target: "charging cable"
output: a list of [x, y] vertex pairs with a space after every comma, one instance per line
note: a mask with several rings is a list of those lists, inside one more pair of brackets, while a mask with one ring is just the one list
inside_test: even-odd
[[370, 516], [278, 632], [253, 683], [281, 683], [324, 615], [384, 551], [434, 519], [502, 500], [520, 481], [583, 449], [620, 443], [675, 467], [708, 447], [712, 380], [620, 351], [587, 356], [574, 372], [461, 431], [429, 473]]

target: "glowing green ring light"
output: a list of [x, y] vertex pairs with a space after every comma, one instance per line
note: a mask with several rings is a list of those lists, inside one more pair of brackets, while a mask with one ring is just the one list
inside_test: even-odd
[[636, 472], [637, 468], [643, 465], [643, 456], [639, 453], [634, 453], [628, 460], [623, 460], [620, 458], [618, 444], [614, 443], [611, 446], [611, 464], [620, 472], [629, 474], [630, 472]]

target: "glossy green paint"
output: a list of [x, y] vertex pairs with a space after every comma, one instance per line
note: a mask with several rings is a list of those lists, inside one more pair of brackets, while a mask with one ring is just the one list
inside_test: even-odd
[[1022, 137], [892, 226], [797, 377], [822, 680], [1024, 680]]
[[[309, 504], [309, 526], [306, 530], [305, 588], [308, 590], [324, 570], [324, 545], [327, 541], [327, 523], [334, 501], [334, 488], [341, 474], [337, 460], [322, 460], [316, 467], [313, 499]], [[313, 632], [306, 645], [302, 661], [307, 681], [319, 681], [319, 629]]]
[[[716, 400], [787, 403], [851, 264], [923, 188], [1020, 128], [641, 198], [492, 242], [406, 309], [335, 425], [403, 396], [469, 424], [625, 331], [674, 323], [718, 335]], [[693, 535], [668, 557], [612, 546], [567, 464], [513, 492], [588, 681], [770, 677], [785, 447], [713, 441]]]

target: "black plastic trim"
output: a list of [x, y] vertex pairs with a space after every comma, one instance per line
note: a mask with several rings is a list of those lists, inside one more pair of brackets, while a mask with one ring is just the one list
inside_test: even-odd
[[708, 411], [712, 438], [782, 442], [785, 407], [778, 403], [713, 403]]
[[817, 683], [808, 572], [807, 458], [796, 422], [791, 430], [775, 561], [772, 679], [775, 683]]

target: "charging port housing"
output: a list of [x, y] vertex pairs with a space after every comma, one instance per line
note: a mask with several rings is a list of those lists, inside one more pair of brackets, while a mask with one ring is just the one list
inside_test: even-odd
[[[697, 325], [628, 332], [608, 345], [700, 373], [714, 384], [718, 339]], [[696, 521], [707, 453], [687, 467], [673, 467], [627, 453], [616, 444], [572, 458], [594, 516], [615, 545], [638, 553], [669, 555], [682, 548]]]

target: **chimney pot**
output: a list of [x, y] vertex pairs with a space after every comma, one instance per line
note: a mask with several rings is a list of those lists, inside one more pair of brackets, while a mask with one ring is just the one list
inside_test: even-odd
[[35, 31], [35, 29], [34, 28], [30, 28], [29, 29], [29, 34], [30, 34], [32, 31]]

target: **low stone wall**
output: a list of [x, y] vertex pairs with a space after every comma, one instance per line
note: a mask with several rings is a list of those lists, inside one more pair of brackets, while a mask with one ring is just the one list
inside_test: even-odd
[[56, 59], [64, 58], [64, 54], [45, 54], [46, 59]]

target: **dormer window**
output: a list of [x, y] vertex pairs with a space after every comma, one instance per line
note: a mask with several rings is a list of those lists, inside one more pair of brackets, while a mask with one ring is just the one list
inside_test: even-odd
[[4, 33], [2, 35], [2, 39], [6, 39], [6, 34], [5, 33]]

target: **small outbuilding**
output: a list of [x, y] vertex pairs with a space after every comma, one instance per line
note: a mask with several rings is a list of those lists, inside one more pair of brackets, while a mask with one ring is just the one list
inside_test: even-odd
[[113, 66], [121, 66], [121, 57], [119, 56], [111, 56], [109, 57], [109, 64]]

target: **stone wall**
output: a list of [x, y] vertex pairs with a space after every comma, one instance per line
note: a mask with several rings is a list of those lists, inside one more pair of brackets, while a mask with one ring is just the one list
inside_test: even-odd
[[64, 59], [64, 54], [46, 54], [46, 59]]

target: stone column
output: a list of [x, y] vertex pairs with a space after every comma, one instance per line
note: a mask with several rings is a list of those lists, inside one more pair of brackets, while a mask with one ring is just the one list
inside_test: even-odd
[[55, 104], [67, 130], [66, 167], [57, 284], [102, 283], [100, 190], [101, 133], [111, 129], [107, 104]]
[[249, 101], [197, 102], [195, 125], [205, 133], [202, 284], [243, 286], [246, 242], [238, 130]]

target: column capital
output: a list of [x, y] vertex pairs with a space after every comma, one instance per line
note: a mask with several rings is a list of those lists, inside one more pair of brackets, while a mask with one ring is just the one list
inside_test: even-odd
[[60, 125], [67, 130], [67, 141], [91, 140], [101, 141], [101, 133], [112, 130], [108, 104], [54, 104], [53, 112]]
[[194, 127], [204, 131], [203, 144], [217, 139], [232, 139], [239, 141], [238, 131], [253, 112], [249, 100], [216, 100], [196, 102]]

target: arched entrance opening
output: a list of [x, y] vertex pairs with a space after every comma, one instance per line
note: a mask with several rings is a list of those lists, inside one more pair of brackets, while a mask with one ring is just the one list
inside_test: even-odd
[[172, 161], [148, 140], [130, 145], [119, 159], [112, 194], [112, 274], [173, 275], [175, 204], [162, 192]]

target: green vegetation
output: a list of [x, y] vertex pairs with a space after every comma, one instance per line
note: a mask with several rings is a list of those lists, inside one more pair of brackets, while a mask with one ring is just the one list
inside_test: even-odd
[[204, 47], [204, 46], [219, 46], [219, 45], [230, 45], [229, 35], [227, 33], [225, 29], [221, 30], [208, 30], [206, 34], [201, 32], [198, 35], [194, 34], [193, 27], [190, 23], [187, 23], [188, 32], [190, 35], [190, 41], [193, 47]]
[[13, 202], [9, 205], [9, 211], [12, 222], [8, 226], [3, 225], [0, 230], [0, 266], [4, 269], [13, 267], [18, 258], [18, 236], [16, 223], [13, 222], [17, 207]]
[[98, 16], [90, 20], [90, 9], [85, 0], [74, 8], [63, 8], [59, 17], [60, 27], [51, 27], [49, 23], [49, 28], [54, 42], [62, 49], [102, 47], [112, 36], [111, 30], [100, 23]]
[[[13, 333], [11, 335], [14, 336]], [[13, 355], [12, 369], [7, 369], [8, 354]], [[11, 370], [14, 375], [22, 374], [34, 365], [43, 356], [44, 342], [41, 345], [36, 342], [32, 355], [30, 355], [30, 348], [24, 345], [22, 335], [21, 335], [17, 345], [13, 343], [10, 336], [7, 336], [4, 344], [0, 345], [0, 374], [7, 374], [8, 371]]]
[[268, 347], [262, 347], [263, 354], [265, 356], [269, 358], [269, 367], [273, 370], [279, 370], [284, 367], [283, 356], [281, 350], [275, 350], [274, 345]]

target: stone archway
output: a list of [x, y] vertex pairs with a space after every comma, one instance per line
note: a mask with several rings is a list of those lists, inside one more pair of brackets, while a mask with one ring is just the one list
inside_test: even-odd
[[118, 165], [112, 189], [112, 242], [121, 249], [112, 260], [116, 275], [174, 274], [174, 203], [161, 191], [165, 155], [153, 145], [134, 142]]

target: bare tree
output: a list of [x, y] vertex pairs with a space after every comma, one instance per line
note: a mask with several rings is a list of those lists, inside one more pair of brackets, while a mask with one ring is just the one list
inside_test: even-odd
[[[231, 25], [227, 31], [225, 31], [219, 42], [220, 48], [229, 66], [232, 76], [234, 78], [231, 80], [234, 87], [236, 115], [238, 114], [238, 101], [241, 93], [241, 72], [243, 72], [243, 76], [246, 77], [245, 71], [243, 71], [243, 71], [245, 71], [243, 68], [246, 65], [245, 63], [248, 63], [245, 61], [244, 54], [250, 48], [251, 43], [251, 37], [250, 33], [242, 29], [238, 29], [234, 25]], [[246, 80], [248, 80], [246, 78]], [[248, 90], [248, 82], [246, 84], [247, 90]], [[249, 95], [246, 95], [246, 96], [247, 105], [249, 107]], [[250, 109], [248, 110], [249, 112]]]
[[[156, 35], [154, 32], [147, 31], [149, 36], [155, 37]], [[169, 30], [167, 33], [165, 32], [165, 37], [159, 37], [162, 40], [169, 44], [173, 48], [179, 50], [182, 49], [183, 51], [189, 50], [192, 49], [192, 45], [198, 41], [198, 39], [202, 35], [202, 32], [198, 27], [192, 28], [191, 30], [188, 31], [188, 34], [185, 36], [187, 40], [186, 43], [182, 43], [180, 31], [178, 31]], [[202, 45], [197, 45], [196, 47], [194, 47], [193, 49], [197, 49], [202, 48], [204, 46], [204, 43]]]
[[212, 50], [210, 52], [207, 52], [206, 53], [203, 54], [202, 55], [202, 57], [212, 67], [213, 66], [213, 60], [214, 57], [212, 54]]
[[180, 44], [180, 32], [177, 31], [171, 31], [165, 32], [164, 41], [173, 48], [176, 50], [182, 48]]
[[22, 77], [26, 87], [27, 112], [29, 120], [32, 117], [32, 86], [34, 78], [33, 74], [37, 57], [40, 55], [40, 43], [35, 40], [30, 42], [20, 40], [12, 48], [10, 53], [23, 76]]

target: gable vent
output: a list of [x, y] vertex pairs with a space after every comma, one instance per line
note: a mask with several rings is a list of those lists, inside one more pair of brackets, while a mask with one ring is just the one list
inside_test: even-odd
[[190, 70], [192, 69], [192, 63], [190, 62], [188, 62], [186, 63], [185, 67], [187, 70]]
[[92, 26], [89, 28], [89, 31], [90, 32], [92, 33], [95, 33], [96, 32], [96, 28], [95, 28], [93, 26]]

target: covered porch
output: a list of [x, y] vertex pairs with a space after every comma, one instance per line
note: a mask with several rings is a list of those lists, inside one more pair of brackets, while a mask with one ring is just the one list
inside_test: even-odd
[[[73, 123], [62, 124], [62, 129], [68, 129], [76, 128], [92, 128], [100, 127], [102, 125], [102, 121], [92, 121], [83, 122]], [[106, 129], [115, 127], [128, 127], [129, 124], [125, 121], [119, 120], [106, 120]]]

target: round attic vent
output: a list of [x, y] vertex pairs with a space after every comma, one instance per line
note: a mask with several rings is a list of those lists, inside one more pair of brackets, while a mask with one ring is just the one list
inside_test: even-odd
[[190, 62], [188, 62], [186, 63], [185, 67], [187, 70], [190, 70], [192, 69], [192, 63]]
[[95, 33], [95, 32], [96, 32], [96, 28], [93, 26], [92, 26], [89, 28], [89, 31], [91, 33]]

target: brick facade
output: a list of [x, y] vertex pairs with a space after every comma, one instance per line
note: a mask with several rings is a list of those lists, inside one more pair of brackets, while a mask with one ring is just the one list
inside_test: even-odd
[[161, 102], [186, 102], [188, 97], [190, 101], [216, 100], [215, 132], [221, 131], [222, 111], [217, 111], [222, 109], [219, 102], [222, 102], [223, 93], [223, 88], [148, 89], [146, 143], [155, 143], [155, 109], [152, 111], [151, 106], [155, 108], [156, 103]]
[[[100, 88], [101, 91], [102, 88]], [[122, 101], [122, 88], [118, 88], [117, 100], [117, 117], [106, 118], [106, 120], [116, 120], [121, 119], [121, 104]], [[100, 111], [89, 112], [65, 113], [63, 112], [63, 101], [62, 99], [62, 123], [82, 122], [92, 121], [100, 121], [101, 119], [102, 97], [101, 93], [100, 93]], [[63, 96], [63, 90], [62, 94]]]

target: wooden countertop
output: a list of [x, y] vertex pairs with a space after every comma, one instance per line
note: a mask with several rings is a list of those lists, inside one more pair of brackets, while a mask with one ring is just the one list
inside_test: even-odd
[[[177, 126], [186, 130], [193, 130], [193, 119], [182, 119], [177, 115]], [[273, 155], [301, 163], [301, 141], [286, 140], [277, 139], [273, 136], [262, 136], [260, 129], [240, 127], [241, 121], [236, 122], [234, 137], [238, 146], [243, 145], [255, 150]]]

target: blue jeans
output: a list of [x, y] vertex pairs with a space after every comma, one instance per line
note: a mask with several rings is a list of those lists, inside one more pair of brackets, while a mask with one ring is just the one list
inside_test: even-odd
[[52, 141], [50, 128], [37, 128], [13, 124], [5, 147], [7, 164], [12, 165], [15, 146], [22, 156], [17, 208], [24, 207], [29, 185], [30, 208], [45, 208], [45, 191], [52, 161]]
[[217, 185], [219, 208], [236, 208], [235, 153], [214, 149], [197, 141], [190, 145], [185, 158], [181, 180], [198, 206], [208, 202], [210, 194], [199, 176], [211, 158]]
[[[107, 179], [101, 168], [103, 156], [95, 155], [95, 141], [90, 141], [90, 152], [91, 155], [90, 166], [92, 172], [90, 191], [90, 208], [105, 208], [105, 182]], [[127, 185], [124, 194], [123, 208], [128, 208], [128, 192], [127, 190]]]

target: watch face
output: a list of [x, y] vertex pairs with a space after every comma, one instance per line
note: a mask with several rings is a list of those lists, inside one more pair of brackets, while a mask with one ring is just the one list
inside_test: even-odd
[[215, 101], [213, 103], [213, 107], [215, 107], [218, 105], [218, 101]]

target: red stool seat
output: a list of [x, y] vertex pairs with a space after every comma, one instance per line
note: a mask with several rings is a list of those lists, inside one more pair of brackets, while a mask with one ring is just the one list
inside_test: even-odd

Work instructions | Convert the entries between the lines holding "target: covered porch" and "90], [62, 94]]]", inclusive, into a two-column CSV with the headers text and answer. Give one row per entry, with its text and its answer each in a single quoted field and line breaks replaced by spaces.

Written answer |
text,answer
"target: covered porch output: a list of [x, y] vertex pairs with a space after every comma, one instance per line note: a mask with several rings is a list of those lists, inside one more pair of brackets, while a mask with one ring is just the one list inside_test: even-odd","[[[73, 123], [62, 124], [62, 129], [68, 129], [76, 128], [92, 128], [100, 127], [102, 125], [102, 121], [92, 121], [83, 122]], [[106, 129], [115, 127], [128, 127], [129, 124], [125, 121], [119, 120], [106, 120]]]"
"target: round attic vent output: a list of [x, y] vertex pairs with a space after every comma, one instance per line note: a mask with several rings is a list of those lists, inside one more pair of brackets, while a mask with one ring is just the one list inside_test: even-odd","[[190, 62], [188, 62], [186, 63], [185, 67], [187, 70], [190, 70], [192, 69], [192, 63]] [[95, 33], [95, 32], [96, 32], [96, 28], [93, 26], [92, 26], [89, 28], [89, 31], [91, 33]]"
"target: brick facade output: a list of [x, y] vertex pairs with a space after every comma, one instance per line note: a mask with several rings is a list of those lists, inside one more pair of brackets, while a mask with one ring is just the one list inside_test: even-odd","[[161, 102], [186, 102], [188, 97], [190, 101], [216, 100], [215, 132], [221, 131], [222, 111], [217, 111], [222, 109], [219, 102], [222, 102], [223, 93], [223, 88], [148, 89], [146, 143], [155, 143], [155, 109], [152, 111], [151, 106], [155, 108], [156, 103]] [[[100, 88], [101, 91], [102, 88]], [[122, 101], [122, 88], [118, 88], [117, 100], [117, 117], [106, 118], [106, 120], [116, 120], [121, 119], [121, 104]], [[100, 111], [89, 112], [65, 113], [63, 112], [63, 101], [62, 99], [62, 123], [82, 122], [92, 121], [100, 121], [101, 119], [102, 97], [101, 93], [100, 93]], [[63, 96], [63, 90], [62, 94]]]"